#### Set exercise:
Return the listing below word for word, leaving out the pictures.
════════
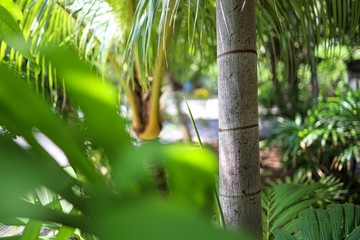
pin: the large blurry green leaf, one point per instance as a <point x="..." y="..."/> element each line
<point x="19" y="171"/>
<point x="155" y="220"/>
<point x="32" y="230"/>
<point x="26" y="111"/>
════════
#### Full response:
pin: the large blurry green leaf, one point per instance as a <point x="..." y="..."/> element each line
<point x="19" y="171"/>
<point x="155" y="220"/>
<point x="32" y="230"/>
<point x="26" y="111"/>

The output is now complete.